(Stored data entries)

=== Begin Enclosure ===

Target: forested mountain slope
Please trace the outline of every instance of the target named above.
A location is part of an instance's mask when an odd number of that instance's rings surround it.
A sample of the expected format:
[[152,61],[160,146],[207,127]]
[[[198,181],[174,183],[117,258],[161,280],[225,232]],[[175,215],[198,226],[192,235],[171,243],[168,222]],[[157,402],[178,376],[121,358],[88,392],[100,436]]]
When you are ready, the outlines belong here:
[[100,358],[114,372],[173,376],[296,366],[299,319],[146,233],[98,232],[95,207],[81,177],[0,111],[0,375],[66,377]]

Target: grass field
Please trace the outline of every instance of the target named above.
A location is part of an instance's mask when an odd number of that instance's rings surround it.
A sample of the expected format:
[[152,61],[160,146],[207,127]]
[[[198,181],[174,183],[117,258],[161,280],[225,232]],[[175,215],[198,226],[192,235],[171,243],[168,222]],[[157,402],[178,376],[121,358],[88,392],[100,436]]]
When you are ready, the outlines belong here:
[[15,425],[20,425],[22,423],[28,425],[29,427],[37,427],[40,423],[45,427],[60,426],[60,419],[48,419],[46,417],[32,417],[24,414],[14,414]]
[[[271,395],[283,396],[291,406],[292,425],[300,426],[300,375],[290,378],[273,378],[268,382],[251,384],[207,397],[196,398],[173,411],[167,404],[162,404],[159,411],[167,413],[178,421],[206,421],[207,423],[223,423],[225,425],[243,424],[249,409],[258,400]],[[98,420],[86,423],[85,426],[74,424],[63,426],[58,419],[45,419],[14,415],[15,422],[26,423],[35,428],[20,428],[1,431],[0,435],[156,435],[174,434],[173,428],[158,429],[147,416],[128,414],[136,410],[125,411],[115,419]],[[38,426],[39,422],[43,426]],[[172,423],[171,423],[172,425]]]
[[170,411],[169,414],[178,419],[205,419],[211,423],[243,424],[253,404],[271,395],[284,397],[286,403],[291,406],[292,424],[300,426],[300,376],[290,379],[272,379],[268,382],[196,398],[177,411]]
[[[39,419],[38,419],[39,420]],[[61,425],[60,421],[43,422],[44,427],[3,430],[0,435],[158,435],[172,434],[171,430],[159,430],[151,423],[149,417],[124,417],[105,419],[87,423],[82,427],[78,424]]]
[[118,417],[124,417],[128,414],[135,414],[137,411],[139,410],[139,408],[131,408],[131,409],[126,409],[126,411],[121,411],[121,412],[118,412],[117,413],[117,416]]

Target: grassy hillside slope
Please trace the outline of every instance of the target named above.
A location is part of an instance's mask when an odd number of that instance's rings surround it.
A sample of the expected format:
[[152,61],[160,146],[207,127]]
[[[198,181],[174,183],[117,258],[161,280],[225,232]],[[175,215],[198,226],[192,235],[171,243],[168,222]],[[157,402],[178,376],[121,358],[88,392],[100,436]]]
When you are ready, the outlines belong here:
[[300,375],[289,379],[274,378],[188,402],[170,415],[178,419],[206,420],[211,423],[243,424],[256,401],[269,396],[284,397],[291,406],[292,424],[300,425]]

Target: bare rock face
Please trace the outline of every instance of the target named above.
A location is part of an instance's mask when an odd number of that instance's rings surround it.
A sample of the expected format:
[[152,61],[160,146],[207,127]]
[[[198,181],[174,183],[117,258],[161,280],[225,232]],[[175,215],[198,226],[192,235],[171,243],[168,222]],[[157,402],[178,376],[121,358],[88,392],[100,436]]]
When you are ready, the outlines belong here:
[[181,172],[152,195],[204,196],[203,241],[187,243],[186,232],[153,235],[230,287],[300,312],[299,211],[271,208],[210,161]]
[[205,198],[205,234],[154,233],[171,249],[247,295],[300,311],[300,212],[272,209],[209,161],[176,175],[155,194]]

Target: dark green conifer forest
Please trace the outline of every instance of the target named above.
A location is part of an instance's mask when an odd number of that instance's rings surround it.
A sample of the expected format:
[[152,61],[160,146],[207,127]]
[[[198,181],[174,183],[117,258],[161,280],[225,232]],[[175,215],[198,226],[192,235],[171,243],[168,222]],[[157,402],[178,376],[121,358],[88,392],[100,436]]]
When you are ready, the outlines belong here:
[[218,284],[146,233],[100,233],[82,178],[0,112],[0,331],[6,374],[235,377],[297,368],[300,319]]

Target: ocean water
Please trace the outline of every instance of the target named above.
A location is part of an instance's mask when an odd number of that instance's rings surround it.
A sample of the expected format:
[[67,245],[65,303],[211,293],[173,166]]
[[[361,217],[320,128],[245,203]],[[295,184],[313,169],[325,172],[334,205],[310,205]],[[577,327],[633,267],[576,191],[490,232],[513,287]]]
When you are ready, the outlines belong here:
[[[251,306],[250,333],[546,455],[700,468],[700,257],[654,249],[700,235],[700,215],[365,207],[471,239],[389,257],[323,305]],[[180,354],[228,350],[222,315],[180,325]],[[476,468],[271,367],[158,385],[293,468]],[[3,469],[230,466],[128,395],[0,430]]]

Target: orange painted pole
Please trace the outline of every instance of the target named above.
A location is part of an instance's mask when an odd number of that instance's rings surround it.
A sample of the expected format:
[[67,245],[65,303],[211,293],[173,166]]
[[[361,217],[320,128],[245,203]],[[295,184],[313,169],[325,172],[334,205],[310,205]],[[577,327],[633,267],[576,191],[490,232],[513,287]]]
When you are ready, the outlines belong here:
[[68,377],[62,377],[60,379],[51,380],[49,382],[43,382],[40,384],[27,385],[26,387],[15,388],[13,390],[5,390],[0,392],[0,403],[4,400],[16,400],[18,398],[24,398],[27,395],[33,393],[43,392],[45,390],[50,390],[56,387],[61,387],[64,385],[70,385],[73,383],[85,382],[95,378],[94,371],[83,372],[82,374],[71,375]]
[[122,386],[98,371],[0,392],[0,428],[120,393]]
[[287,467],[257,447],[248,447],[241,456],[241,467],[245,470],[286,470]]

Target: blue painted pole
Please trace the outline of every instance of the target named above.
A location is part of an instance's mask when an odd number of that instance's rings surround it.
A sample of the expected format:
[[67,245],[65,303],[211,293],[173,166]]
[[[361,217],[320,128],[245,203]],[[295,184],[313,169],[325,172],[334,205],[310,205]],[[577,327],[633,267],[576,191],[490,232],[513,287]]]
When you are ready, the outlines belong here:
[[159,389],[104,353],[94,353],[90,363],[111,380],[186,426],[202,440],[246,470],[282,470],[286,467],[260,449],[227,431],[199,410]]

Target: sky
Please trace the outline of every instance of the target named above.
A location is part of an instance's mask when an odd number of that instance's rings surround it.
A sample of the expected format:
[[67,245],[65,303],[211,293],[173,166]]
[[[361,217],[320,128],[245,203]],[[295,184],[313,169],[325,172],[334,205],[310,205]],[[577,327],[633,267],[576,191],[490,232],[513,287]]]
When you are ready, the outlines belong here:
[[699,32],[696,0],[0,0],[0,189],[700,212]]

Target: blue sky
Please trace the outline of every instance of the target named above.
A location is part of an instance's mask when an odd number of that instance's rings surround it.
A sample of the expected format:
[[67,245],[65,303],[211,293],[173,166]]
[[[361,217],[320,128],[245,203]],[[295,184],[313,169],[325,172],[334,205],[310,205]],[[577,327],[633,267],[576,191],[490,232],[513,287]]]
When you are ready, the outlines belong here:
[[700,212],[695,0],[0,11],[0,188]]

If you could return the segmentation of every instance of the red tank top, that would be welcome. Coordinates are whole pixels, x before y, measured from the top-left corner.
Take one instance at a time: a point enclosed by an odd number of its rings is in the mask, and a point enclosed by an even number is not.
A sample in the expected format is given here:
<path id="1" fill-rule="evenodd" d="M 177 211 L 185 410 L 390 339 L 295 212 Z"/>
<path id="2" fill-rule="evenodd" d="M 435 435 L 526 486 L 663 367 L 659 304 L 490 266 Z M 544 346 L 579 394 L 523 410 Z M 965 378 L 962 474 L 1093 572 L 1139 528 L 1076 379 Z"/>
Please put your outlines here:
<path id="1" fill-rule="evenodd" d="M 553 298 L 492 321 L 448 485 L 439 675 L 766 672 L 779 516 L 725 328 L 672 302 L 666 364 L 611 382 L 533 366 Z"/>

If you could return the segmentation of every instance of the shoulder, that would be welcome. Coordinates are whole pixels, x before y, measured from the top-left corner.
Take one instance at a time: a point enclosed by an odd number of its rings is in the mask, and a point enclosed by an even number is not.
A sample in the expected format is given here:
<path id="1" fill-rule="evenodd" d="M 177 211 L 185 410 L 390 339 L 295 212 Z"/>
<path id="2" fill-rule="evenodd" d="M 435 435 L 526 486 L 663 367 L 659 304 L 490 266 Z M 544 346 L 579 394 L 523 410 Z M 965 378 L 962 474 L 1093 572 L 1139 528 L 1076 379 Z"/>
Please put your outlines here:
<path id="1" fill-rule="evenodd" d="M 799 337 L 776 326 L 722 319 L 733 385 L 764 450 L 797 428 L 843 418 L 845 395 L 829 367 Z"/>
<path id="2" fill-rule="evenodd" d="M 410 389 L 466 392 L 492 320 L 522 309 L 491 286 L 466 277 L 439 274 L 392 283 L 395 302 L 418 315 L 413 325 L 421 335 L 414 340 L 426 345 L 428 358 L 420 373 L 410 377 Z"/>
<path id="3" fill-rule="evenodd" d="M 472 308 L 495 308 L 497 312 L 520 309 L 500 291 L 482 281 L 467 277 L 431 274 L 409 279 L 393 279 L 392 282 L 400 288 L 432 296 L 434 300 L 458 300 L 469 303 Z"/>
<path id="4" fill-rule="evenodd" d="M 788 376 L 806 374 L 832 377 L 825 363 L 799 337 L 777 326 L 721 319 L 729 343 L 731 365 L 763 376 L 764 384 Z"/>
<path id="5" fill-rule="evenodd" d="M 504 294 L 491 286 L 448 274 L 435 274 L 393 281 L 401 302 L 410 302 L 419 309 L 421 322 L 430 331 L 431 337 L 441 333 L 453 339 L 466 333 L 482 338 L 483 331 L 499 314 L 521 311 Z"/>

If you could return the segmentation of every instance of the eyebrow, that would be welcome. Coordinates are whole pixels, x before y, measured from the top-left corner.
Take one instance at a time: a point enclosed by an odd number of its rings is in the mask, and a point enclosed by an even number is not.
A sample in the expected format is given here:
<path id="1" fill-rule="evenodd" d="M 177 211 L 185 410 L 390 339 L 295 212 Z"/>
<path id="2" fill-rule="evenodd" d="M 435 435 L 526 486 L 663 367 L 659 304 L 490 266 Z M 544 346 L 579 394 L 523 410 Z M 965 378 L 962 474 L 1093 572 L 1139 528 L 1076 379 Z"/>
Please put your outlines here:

=== End Enclosure ===

Which lines above include "painted"? Show each of them by copying it.

Target: orange painted pole
Target: blue painted pole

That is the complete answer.